## Task description
Write out every one of the entries below again, word for word and in the same order.

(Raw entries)
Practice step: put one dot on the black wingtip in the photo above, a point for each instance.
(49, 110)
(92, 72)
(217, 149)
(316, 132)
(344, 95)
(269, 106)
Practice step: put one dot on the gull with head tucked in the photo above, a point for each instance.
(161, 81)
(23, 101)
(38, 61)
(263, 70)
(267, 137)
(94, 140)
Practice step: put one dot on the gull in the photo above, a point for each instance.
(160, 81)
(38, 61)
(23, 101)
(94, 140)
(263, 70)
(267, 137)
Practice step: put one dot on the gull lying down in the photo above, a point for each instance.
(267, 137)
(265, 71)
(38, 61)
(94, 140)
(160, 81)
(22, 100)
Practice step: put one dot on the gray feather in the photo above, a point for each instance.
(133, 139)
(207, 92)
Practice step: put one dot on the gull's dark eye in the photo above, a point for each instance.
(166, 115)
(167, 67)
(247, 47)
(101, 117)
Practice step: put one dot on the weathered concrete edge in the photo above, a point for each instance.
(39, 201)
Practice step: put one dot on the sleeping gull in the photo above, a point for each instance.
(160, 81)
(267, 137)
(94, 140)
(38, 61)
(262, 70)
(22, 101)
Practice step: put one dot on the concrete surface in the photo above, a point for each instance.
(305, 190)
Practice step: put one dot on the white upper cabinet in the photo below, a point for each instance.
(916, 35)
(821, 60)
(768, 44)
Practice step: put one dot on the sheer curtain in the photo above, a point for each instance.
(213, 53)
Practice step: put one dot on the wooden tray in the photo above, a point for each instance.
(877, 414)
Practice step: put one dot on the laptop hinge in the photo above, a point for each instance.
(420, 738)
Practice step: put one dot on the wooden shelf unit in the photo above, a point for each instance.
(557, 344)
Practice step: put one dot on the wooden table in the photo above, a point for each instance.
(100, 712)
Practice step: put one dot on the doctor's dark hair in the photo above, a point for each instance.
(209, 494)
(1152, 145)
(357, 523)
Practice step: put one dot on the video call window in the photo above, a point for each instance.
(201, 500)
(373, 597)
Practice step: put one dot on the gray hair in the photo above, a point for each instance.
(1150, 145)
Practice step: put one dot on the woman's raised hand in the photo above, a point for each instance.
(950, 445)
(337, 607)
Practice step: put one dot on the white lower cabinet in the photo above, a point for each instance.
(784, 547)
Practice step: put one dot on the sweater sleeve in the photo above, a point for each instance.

## Written solution
Practice step: put one dot on the black wingtip in the photo above, a point for each instance.
(49, 110)
(92, 72)
(217, 149)
(316, 132)
(344, 95)
(269, 106)
Practice step: put one dot on the gull with head tucked in the photo above, a point for each instance.
(161, 81)
(23, 101)
(38, 61)
(263, 70)
(267, 137)
(94, 140)
Practice step: put one dot on the gull in the photo above, a point for each instance.
(160, 81)
(38, 61)
(23, 101)
(94, 140)
(263, 70)
(267, 137)
Practice step: put one dot on the gull lying down in the photo above, a point for each instance.
(267, 137)
(265, 71)
(38, 61)
(94, 140)
(160, 81)
(22, 100)
Practice step: put one dot on the gray feather in the photo above, a point for each instance.
(133, 139)
(207, 92)
Practice step: put one dot on the gull's dark eye in the photo above, a point for each instance.
(166, 115)
(167, 67)
(247, 47)
(101, 117)
Practice step: put one dot on the weathered concrete edge in the photo above, a point for each instance.
(39, 201)
Practice step: put one dot on the sleeping gull in the photo above, a point for each instance.
(160, 81)
(267, 137)
(94, 140)
(38, 61)
(262, 70)
(22, 101)
Practice step: put one dot on the concrete surface in the photo above, a point for each instance.
(305, 190)
Practice step: put one dot on the white upper cabinet in the photo below, a point for each instance.
(916, 35)
(821, 60)
(768, 44)
Practice step: put one dot on the sheer curtain in the photo above, a point for each instance.
(213, 53)
Practice step: put one dot on the wooden tray in the photo above, a point for each instance.
(877, 414)
Practice step: put one dot on the laptop hinge in the photo above, a point for each instance.
(420, 738)
Practice step: put one dot on the wooden shelf unit in the photo above, a point for each instance.
(557, 344)
Practice step: put one dot on the wooden table in the photo above, a point for each instance.
(100, 712)
Practice step: put one dot on the doctor's dark hair in the photo above, a point for each instance.
(209, 494)
(1152, 145)
(357, 523)
Practice step: put one dot on the video call window in the photo above, a point for each instance.
(201, 500)
(373, 597)
Practice step: put one dot on the gray hair in the photo above, a point for each instance.
(1150, 145)
Practice step: put one dot on the woman's raised hand in the photo above, a point for each instance.
(950, 445)
(337, 607)
Practice step: put one dot on the white lower cabinet in the photo above, a point for each instance.
(784, 547)
Practice step: put one dot on the sweater sleeve in the photo above, a point for each instance.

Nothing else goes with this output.